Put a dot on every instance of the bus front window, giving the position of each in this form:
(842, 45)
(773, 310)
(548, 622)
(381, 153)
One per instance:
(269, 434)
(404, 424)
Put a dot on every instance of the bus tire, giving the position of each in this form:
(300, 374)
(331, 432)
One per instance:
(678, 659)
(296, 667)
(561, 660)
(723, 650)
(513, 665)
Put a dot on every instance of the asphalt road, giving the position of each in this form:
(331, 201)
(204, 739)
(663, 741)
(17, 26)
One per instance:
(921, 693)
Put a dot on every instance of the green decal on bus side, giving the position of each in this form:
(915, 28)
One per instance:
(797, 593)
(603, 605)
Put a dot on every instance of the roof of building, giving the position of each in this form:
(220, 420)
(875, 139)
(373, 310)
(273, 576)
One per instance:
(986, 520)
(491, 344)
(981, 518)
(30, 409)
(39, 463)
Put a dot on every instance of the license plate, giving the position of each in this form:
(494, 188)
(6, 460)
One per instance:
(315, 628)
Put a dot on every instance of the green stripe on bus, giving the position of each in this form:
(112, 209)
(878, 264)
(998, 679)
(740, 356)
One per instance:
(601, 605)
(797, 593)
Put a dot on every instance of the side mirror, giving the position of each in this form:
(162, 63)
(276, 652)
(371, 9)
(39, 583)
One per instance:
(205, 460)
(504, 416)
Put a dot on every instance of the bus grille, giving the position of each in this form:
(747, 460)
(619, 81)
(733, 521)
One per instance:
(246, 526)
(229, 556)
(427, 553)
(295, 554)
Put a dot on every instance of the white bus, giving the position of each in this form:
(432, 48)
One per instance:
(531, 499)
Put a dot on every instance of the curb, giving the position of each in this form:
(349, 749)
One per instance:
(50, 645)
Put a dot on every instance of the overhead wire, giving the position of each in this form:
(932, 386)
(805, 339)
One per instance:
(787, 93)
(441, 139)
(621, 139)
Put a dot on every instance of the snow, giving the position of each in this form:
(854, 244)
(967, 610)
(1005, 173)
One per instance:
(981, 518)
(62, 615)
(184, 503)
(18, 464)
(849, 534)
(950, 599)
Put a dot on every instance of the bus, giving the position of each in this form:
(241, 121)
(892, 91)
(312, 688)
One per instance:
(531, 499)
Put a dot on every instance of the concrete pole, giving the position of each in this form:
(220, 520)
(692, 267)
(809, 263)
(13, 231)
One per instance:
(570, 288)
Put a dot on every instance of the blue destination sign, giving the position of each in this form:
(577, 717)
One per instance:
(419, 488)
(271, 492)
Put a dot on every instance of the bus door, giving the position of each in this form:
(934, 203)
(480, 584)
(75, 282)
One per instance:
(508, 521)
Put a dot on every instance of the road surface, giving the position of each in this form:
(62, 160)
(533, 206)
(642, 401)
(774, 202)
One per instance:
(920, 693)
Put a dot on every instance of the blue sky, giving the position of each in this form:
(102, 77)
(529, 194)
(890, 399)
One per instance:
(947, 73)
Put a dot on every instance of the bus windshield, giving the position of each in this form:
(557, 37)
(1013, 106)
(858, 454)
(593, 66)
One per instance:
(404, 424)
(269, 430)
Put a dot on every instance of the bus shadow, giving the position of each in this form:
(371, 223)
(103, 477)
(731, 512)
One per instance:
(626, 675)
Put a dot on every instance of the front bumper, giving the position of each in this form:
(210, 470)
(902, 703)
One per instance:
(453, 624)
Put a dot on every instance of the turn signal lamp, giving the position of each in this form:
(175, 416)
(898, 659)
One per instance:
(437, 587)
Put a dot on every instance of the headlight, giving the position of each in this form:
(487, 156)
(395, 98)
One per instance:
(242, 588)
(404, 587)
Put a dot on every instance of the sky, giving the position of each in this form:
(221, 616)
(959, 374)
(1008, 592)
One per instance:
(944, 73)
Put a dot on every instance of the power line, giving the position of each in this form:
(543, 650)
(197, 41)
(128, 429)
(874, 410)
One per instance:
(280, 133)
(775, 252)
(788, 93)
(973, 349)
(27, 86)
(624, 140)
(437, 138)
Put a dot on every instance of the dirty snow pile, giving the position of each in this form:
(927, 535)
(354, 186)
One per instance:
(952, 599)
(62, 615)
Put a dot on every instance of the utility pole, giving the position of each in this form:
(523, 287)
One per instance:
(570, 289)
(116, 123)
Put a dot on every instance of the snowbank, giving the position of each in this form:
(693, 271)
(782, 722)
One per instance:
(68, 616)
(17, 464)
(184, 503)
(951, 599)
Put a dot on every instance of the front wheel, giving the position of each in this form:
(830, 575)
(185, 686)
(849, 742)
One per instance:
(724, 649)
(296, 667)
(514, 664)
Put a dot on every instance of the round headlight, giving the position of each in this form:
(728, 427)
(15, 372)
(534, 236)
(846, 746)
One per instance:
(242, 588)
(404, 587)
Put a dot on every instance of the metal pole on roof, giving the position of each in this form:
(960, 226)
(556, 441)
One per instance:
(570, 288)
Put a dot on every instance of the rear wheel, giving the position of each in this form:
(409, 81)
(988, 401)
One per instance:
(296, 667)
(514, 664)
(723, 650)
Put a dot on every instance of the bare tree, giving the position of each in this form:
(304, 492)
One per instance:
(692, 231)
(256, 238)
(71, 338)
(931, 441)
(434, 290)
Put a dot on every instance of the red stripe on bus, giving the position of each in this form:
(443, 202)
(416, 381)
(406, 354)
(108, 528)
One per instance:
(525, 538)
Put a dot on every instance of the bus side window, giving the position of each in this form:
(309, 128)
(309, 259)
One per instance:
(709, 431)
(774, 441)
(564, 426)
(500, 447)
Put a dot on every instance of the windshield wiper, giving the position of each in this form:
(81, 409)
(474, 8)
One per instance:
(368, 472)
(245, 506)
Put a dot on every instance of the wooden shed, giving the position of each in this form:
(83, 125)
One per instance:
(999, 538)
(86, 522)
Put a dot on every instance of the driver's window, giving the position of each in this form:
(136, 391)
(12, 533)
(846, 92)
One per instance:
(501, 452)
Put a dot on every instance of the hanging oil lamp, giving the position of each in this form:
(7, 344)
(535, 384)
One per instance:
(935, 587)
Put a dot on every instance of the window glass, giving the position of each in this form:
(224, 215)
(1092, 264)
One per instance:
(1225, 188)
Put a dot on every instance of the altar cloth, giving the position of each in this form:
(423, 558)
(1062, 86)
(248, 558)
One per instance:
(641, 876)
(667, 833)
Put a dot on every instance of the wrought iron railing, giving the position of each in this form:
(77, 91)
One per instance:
※ ※ ※
Keeping every word and mark as it is, print the entries above.

Put a dot on every instance of the bus front window, giving the position of each in this form:
(842, 45)
(773, 310)
(548, 622)
(381, 153)
One per instance:
(269, 434)
(404, 424)
Put a dot on every instance of the bus tire, giving the position of each in this form:
(300, 374)
(331, 432)
One per instance:
(678, 659)
(296, 667)
(561, 660)
(723, 650)
(513, 665)
Put a dot on every instance of the asphalt road, giving the position of each in this form:
(331, 201)
(204, 739)
(663, 741)
(17, 26)
One per instance:
(921, 693)
Put a dot on every instance of the green decal on bus side, giving the position of each in this form:
(915, 28)
One per instance:
(797, 593)
(603, 605)
Put a dot on every instance of the roof of building, giving the position of each in this form:
(220, 420)
(875, 139)
(373, 310)
(273, 576)
One per instance:
(986, 520)
(491, 344)
(981, 518)
(30, 409)
(39, 463)
Put a dot on every instance of the license plate, giving the position of each in this form:
(494, 188)
(6, 460)
One per instance:
(315, 628)
Put a dot on every instance of the green stripe on bus, giving the position of each in this form:
(112, 209)
(878, 264)
(998, 679)
(740, 356)
One per instance:
(601, 605)
(797, 593)
Put a dot on every instance of the side mirror, giving the position of each in this form:
(162, 63)
(276, 652)
(371, 9)
(39, 583)
One per instance:
(205, 460)
(504, 416)
Put a dot on every instance of the bus grille, giving the position of each in this form:
(747, 460)
(619, 81)
(733, 521)
One per instance:
(246, 526)
(229, 556)
(427, 553)
(295, 554)
Put a dot on every instance of the white bus, giving the position of each in this form:
(432, 48)
One per instance:
(531, 499)
Put a dot on every instance of the curb, giving the position of each in this form:
(349, 749)
One per instance:
(50, 645)
Put a dot on every instance of the overhead wire, giving the position of each in this form:
(932, 386)
(805, 339)
One per instance:
(787, 93)
(441, 139)
(621, 139)
Put a dot on every instance of the snow, giving the position of each in this form:
(854, 244)
(967, 610)
(1005, 173)
One per instance:
(981, 518)
(62, 615)
(184, 503)
(18, 464)
(849, 534)
(950, 599)
Put a dot on every instance of the bus, giving the position of each in this form:
(241, 121)
(892, 91)
(312, 688)
One per instance:
(531, 499)
Put a dot on every instance of the concrete pole, giving the position of each in this form:
(220, 520)
(692, 267)
(809, 263)
(13, 231)
One per instance:
(570, 288)
Put a dot on every instance of the blue destination sign, giving the position of each in this form:
(577, 717)
One per instance:
(419, 488)
(271, 492)
Put a dot on every instance of the bus door, giving the position of each in this form:
(934, 203)
(480, 584)
(75, 282)
One per instance:
(508, 521)
Put a dot on every instance of the road surface, giving the position of each in this form:
(62, 160)
(533, 206)
(642, 401)
(774, 202)
One per instance:
(920, 693)
Put a dot on every instance of the blue sky, giving the position of each in this form:
(102, 77)
(529, 194)
(890, 399)
One per instance:
(947, 73)
Put a dot on every instance of the bus windshield, giving the position of each in this form:
(557, 37)
(1013, 106)
(858, 454)
(593, 66)
One per instance:
(404, 424)
(269, 430)
Put a dot on every instance of the bus shadow, giving the position of each in this form:
(371, 223)
(103, 477)
(731, 512)
One per instance:
(626, 675)
Put a dot on every instance of the front bumper, giving the position of each in this form:
(210, 470)
(902, 703)
One per instance:
(453, 624)
Put a dot on every instance of the turn signal lamp, giving the position of each in this form:
(175, 416)
(898, 659)
One per instance:
(437, 587)
Put a dot on every instance of the headlight, giving the position of each in this form:
(487, 156)
(395, 98)
One per instance:
(242, 588)
(404, 587)
Put a dot on every instance of the sky, giving the position of each in this form:
(221, 616)
(959, 374)
(1008, 592)
One per instance:
(944, 73)
Put a dot on every instance of the power line, giving the position of each in this form:
(543, 650)
(197, 41)
(128, 429)
(874, 410)
One per instance:
(280, 133)
(775, 252)
(788, 93)
(973, 349)
(27, 86)
(624, 140)
(437, 138)
Put a dot on every instance of the dirty snow pile, giving the position of each in this form:
(927, 535)
(354, 186)
One per instance:
(952, 599)
(62, 615)
Put a dot on every instance of the utility pole, giving the position of each in this form:
(523, 287)
One per instance:
(570, 289)
(116, 123)
Put a dot on every instance of the snowbank, giving the position of each in this form:
(693, 271)
(782, 722)
One per instance:
(68, 616)
(17, 464)
(184, 503)
(951, 599)
Put a dot on every instance of the front wheel, giving the position of each in this form:
(830, 575)
(185, 686)
(849, 742)
One per instance:
(724, 649)
(296, 667)
(514, 664)
Put a dot on every instance of the round headlight, giving the position of each in this form:
(728, 427)
(15, 372)
(534, 236)
(846, 746)
One per instance:
(242, 588)
(404, 587)
Put a dot on every instance of the metal pole on roof, giving the position of each in this form:
(960, 226)
(556, 441)
One per instance:
(570, 288)
Put a dot on every instance of the rear wheel, giving the position of each in this form:
(409, 81)
(988, 401)
One per instance:
(296, 667)
(514, 664)
(723, 650)
Put a dot on every instance of the bare tree, giving the position of each in this form:
(304, 492)
One per instance:
(692, 231)
(256, 238)
(71, 338)
(931, 441)
(434, 290)
Put a dot on every instance of the red stripe on bus, giving the position of each in this form:
(443, 202)
(416, 381)
(406, 354)
(108, 528)
One per instance:
(525, 538)
Put a dot on every instance of the bus side window, giving the position of each in this form:
(309, 128)
(309, 259)
One per instance:
(709, 431)
(774, 441)
(564, 426)
(500, 447)
Put a dot on every instance of the windshield wiper, giving the position of each in this form:
(81, 409)
(474, 8)
One per instance:
(368, 472)
(245, 506)
Put a dot on every instance of the wooden shed, giving the position of each in this form:
(83, 125)
One per instance:
(999, 538)
(86, 522)
Put a dot on every instance of the driver's window, giving the position of each in this form:
(136, 391)
(12, 533)
(846, 92)
One per instance:
(501, 452)
Put a dot on every instance of the hanging oil lamp, giving the position of each in this form:
(7, 344)
(535, 384)
One per instance:
(935, 587)
Put a dot on every instance of the window glass, giving the position of each in this form:
(224, 215)
(1092, 264)
One per instance:
(1225, 188)
Put a dot on every instance of the altar cloth, giving the position of each in this form:
(423, 558)
(1062, 86)
(248, 558)
One per instance:
(641, 876)
(667, 833)
Put a dot on every instance of the wrought iron railing, giving the position of each in this form:
(77, 91)
One per instance:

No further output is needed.